Stored data entries
* * * *

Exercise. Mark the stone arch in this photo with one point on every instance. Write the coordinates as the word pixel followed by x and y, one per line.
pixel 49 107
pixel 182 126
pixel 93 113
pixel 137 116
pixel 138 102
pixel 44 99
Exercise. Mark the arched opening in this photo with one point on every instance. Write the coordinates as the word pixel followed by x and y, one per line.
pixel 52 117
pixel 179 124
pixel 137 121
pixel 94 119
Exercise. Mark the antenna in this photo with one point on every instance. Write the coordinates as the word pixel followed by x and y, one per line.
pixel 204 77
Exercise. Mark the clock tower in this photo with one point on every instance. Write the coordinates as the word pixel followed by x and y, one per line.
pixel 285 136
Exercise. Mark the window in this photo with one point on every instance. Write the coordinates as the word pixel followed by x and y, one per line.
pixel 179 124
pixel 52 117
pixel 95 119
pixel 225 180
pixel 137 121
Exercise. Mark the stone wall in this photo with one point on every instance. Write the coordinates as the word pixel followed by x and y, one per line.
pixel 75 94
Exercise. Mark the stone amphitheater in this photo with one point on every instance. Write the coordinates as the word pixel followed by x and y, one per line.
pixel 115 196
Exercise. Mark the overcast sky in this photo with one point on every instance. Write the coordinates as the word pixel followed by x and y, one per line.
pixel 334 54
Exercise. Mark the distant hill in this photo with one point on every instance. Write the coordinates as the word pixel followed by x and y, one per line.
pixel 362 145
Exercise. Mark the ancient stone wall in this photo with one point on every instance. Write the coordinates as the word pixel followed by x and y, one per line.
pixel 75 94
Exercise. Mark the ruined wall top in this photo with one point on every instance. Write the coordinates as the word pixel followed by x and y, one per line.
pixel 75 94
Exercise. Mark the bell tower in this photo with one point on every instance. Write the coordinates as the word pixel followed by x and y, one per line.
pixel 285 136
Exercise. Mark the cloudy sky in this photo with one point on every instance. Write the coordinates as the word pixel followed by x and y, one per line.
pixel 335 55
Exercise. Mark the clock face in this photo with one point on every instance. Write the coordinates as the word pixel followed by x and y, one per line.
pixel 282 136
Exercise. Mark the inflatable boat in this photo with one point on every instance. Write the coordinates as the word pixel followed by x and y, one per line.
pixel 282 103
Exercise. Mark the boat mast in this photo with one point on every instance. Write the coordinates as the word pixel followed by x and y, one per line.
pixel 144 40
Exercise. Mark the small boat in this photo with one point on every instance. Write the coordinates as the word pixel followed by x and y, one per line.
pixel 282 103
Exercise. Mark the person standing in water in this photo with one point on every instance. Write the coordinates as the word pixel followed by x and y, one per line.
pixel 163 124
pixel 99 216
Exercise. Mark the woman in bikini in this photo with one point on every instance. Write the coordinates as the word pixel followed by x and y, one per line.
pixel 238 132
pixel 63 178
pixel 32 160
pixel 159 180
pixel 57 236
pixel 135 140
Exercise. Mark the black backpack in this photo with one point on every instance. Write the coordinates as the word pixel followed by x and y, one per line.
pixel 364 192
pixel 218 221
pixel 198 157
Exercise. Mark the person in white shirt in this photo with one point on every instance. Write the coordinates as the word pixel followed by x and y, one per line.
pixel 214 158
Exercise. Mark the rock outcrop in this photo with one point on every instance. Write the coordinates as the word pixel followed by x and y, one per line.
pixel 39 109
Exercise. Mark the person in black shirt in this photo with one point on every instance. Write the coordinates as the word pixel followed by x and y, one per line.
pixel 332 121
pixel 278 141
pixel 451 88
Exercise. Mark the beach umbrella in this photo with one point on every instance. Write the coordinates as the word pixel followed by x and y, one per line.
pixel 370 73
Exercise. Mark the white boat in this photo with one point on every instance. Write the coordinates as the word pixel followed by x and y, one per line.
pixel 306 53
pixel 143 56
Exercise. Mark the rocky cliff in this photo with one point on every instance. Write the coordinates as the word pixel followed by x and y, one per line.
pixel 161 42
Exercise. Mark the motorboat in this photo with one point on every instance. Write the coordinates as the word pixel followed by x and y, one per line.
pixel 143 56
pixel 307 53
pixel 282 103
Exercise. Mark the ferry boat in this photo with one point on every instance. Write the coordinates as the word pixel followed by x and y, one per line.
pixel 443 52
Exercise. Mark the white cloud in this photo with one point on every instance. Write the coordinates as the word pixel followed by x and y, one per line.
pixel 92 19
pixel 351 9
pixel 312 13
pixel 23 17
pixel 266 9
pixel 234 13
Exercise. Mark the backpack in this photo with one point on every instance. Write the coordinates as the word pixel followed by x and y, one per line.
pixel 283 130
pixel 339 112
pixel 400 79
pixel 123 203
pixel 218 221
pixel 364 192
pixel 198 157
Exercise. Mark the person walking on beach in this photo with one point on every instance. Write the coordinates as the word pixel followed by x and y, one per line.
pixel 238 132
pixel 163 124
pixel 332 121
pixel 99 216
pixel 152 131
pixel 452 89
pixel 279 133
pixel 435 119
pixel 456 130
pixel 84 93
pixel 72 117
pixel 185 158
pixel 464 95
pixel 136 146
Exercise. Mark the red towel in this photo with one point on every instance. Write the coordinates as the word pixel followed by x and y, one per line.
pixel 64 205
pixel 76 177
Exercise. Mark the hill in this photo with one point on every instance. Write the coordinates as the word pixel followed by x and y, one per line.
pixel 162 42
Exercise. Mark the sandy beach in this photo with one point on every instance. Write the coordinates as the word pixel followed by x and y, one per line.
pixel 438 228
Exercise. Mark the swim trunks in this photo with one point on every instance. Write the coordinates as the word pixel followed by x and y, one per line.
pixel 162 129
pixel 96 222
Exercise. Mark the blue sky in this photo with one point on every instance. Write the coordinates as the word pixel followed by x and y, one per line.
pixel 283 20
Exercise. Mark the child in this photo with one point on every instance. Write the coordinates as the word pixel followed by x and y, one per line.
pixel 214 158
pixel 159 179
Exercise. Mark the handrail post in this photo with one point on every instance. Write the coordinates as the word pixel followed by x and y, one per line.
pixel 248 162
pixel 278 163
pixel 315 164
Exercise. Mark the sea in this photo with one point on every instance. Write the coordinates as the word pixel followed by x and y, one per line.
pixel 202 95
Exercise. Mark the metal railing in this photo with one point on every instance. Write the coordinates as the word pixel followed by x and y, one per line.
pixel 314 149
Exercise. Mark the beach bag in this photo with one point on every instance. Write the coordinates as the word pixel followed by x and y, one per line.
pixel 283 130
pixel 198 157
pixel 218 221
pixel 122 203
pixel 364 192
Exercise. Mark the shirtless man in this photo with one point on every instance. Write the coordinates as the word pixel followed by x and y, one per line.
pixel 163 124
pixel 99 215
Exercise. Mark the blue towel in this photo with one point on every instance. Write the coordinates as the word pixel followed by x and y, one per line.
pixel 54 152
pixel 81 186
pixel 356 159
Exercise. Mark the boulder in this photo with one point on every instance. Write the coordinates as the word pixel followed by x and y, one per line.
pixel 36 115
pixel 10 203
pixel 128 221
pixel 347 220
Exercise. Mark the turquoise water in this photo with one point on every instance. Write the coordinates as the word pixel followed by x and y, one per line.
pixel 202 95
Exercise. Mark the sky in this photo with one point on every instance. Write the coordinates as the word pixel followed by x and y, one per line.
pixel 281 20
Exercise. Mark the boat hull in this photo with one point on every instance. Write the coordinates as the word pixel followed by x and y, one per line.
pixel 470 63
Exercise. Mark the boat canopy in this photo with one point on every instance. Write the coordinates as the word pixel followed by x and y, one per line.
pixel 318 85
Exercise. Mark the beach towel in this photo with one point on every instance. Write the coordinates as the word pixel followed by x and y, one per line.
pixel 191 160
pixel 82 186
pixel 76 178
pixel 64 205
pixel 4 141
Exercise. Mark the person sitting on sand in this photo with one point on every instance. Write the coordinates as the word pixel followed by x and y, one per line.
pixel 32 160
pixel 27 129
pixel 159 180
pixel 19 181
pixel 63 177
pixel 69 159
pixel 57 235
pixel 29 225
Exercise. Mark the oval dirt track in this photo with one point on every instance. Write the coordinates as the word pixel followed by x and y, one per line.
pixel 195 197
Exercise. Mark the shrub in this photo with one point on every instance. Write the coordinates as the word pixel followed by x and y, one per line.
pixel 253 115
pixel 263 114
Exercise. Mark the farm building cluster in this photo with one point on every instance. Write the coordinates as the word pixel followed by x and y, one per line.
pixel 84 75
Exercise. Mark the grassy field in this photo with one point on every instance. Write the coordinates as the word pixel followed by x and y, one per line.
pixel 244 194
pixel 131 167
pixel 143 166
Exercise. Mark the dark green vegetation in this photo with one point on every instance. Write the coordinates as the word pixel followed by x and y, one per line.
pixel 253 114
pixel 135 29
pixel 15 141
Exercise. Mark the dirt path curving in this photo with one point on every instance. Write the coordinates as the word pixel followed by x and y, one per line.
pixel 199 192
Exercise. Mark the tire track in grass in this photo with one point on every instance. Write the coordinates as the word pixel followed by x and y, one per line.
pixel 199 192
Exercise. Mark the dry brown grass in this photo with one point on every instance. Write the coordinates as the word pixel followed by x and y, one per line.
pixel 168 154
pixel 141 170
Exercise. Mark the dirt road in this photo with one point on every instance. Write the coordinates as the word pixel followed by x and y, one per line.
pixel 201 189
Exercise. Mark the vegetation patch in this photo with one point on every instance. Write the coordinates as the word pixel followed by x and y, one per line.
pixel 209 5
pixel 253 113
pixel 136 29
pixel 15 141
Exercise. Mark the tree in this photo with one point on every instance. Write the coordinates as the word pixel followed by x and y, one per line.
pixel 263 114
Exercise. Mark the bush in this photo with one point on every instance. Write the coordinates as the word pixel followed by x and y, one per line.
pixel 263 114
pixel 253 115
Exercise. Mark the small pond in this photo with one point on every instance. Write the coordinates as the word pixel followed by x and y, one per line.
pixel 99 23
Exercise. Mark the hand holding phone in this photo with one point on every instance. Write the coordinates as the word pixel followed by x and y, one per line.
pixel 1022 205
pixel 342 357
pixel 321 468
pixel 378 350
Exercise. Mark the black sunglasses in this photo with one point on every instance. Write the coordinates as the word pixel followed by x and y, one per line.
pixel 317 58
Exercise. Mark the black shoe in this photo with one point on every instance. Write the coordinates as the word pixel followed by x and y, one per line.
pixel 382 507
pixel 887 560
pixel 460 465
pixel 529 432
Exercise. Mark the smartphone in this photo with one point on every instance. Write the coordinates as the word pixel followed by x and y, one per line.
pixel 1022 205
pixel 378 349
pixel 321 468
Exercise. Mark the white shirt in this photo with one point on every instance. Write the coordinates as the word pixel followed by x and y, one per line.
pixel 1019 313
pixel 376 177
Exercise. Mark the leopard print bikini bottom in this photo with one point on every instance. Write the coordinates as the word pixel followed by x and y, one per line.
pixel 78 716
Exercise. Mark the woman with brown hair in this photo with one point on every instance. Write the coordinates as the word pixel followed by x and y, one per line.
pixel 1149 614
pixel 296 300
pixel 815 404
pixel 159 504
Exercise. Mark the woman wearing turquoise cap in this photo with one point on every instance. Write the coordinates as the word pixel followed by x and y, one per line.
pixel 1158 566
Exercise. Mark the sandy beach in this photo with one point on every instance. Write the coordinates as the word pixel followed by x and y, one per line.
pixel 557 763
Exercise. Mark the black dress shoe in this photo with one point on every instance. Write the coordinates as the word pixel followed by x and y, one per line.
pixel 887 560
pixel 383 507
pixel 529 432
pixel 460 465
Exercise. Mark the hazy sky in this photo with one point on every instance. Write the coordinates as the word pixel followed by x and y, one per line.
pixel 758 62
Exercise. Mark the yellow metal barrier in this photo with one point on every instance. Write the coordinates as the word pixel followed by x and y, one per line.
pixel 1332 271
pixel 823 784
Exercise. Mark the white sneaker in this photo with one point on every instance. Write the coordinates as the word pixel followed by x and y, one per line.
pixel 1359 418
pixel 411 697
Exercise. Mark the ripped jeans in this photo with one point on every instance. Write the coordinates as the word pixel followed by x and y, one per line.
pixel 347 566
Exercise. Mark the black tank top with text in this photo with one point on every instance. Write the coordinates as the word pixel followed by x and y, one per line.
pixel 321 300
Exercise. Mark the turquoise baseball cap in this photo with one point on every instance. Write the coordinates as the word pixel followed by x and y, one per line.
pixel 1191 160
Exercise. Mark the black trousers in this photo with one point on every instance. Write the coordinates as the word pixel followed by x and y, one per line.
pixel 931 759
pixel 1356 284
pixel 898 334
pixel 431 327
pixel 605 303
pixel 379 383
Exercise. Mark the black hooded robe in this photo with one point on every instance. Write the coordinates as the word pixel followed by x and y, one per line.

* * * *

**PROBLEM DESCRIPTION**.
Please copy exactly, and only, the lines from the line containing "Exercise. Mark the ripped" through the last line of the records, with both ends included.

**FINISHED TASK**.
Exercise. Mark the ripped jeans in this photo with one point on every instance. Write the coordinates as the word pixel followed by x and y, one per line.
pixel 347 566
Exercise. Mark the black tank top with text in this photo with one point on every instance. Write the coordinates as the word pixel followed by x and y, one per line.
pixel 321 300
Exercise. Mark the turquoise baseball cap in this photo with one point on every instance. Write the coordinates as the word pixel followed by x and y, one per line.
pixel 1191 160
Exercise. Mark the black trousers in this photo with one point on every instance. Write the coordinates as the word pixel followed by x and y, one per line.
pixel 931 759
pixel 1356 284
pixel 898 334
pixel 431 327
pixel 605 303
pixel 379 383
Exercise. Mark the black hooded robe in this photo with one point on every instance. Write the coordinates as the word pixel followed by x and y, one per line.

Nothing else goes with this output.